BEGIN Information given

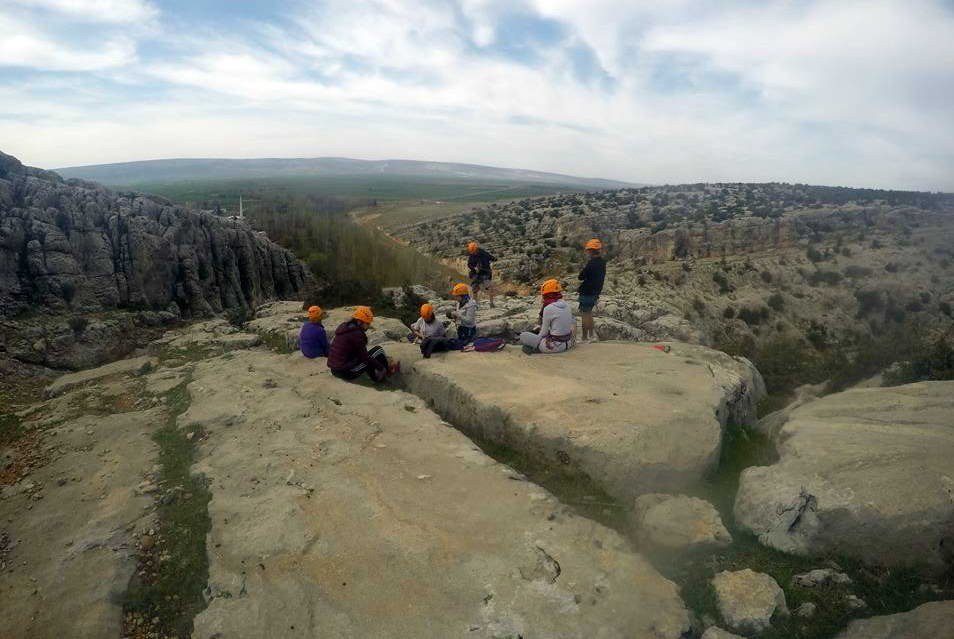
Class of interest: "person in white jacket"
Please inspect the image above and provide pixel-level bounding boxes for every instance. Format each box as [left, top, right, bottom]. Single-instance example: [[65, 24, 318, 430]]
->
[[520, 280, 576, 354]]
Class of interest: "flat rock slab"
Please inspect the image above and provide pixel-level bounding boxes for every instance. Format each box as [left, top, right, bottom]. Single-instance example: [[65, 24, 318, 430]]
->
[[46, 357, 159, 397], [155, 319, 262, 350], [178, 351, 690, 639], [735, 382, 954, 570], [405, 342, 764, 503], [0, 408, 166, 639], [837, 601, 954, 639], [702, 626, 744, 639], [631, 493, 732, 550]]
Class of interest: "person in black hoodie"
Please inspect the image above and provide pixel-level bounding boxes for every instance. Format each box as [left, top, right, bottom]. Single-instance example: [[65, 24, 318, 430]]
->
[[467, 242, 497, 308], [579, 239, 606, 341], [328, 306, 401, 384]]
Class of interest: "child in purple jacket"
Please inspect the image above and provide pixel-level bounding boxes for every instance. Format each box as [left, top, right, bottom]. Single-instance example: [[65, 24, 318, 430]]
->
[[298, 306, 328, 359]]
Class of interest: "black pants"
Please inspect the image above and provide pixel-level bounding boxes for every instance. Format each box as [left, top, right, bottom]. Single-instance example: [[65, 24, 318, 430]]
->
[[331, 346, 388, 384], [421, 337, 451, 359], [457, 326, 477, 345]]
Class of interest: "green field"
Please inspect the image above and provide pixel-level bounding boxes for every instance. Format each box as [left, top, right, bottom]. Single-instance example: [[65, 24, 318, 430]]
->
[[123, 176, 578, 210]]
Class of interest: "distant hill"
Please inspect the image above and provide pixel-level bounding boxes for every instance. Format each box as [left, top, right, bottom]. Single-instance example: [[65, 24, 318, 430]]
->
[[56, 158, 634, 190]]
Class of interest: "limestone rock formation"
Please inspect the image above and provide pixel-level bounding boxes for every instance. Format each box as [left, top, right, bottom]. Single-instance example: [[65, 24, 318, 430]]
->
[[0, 153, 310, 317], [0, 392, 165, 639], [405, 342, 764, 503], [631, 493, 732, 550], [177, 351, 689, 639], [735, 382, 954, 571], [837, 601, 954, 639], [712, 568, 788, 634]]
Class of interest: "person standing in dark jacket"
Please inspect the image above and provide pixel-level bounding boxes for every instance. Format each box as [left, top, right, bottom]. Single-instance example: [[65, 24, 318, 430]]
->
[[328, 306, 401, 384], [579, 239, 606, 341], [467, 242, 497, 308]]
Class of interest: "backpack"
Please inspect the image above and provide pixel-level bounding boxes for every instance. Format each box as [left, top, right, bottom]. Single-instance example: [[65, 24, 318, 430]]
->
[[462, 337, 507, 353]]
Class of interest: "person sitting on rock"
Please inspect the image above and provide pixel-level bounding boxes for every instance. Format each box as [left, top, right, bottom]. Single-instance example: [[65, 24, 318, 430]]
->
[[467, 242, 497, 308], [328, 306, 401, 384], [579, 239, 606, 341], [447, 283, 477, 346], [410, 304, 448, 359], [520, 280, 576, 355], [298, 306, 328, 359]]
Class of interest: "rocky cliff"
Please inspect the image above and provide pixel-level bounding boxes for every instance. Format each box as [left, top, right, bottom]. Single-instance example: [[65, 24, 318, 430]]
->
[[0, 153, 310, 318]]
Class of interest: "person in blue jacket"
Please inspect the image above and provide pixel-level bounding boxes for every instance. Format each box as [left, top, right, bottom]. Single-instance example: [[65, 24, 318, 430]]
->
[[298, 306, 328, 359]]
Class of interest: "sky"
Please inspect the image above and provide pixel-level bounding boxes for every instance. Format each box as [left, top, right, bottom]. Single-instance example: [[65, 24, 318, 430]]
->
[[0, 0, 954, 191]]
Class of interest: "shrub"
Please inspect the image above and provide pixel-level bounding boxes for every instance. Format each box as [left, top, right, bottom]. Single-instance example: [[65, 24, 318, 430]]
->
[[68, 317, 89, 336], [808, 271, 841, 286], [712, 271, 735, 295], [884, 335, 954, 386], [884, 297, 907, 324], [739, 306, 769, 326], [845, 264, 874, 280], [855, 289, 884, 317], [225, 306, 251, 328]]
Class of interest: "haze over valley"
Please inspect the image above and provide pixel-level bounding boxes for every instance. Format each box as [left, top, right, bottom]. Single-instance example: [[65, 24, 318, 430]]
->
[[0, 0, 954, 639]]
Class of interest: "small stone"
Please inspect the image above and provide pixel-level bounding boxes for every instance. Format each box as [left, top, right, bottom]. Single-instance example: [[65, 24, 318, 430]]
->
[[712, 568, 788, 633]]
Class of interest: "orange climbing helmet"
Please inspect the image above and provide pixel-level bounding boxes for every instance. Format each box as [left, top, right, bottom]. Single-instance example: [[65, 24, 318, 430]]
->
[[351, 306, 374, 324], [540, 280, 563, 295]]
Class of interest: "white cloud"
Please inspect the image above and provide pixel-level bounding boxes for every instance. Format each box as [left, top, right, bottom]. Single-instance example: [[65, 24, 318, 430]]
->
[[8, 0, 159, 23], [0, 13, 136, 71], [0, 0, 954, 189]]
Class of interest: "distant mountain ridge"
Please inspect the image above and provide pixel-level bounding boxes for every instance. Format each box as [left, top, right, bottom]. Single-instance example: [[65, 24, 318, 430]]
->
[[56, 157, 636, 189]]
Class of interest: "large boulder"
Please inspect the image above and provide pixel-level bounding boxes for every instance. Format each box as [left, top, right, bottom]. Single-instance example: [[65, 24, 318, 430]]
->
[[177, 349, 690, 639], [837, 601, 954, 639], [735, 382, 954, 570], [712, 568, 789, 634], [405, 342, 764, 503]]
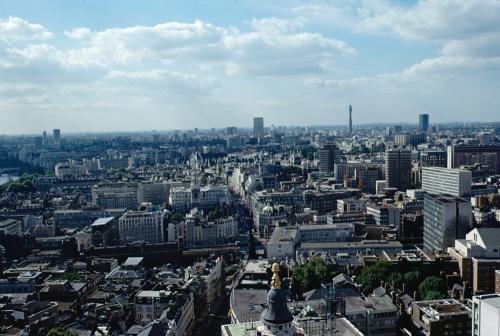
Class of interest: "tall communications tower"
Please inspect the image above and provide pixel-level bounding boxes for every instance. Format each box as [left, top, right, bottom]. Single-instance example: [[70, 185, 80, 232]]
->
[[349, 105, 352, 135]]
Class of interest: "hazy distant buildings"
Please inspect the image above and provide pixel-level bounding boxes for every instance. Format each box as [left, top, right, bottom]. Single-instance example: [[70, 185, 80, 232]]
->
[[448, 145, 500, 174], [394, 131, 425, 146], [418, 114, 429, 133], [253, 117, 265, 139], [424, 194, 472, 250], [422, 167, 472, 197], [385, 148, 411, 191]]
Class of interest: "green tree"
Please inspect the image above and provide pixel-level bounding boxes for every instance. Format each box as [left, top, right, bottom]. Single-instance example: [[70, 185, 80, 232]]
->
[[47, 328, 77, 336], [418, 276, 447, 300], [387, 272, 403, 288], [356, 261, 390, 293], [403, 271, 422, 294], [291, 257, 336, 298]]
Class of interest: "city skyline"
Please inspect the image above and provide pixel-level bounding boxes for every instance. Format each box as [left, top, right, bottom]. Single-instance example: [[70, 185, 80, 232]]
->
[[0, 0, 500, 134]]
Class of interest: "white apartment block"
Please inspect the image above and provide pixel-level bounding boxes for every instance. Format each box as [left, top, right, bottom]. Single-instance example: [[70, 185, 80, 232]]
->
[[169, 186, 229, 211], [168, 218, 238, 245], [422, 167, 472, 197], [118, 211, 164, 244]]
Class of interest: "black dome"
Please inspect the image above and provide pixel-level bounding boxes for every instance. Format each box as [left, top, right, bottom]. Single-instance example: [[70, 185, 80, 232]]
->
[[260, 288, 293, 324]]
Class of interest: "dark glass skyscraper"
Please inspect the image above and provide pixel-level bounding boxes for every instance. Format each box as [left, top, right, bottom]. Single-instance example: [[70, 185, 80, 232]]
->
[[418, 114, 429, 133]]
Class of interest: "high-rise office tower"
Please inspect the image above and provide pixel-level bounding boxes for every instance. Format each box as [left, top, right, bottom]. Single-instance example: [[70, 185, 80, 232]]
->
[[418, 114, 429, 133], [319, 143, 337, 173], [422, 167, 472, 197], [448, 145, 500, 174], [424, 193, 472, 250], [52, 128, 61, 142], [385, 148, 411, 191], [226, 126, 238, 136], [253, 117, 264, 139], [349, 105, 352, 135]]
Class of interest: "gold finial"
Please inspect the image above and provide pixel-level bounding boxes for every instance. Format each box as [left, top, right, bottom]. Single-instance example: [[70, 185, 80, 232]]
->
[[271, 263, 281, 288]]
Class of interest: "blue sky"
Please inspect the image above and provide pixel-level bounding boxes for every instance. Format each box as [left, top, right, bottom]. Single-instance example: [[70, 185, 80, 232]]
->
[[0, 0, 500, 134]]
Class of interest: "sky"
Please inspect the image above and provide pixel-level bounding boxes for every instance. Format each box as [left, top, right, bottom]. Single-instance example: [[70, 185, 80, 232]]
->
[[0, 0, 500, 134]]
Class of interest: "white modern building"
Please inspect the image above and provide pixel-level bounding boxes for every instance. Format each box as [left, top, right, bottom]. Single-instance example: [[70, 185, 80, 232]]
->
[[337, 199, 366, 213], [118, 211, 164, 244], [424, 194, 472, 250], [54, 160, 88, 178], [422, 167, 472, 197], [266, 227, 299, 260], [299, 223, 354, 243], [366, 204, 401, 227], [137, 181, 170, 205], [455, 228, 500, 259]]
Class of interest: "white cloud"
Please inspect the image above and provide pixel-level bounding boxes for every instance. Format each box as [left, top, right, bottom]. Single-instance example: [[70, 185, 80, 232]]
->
[[0, 16, 53, 41], [5, 18, 355, 76], [64, 27, 91, 40]]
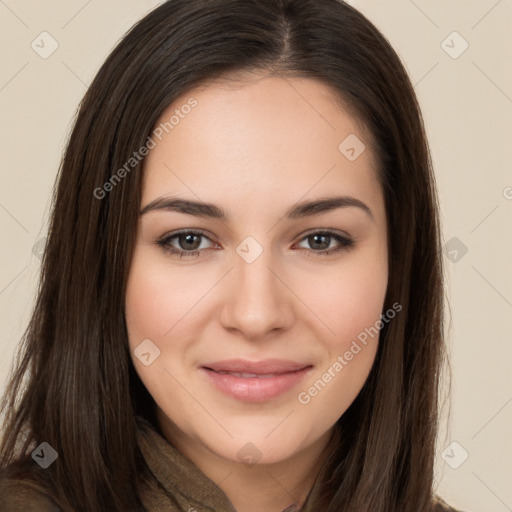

END Information given

| Problem requirements |
Update the data from the start of the records through the line containing "493, 732, 550]]" by changing "inspect" to "examine" and keeping everything else unchanged. Leave the pictures out of your answer.

| Response for this exercise |
Class of interest: "person in white jacket"
Please examine the image above and provide pixel-level bounding boxes for every instance. Format each box as [left, top, right, bottom]. Single-instance example: [[65, 24, 318, 430]]
->
[[520, 280, 576, 354]]
Class of interest: "flat rock slab"
Please examine the image above and provide pixel-level bounding boxes for every instance. Format each box as [left, top, right, bottom]. Single-instance example: [[65, 24, 318, 430]]
->
[[46, 357, 159, 397], [155, 319, 262, 350], [178, 351, 690, 639], [735, 382, 954, 570], [405, 342, 764, 503], [0, 408, 166, 639], [837, 601, 954, 639], [702, 626, 744, 639], [631, 493, 732, 550]]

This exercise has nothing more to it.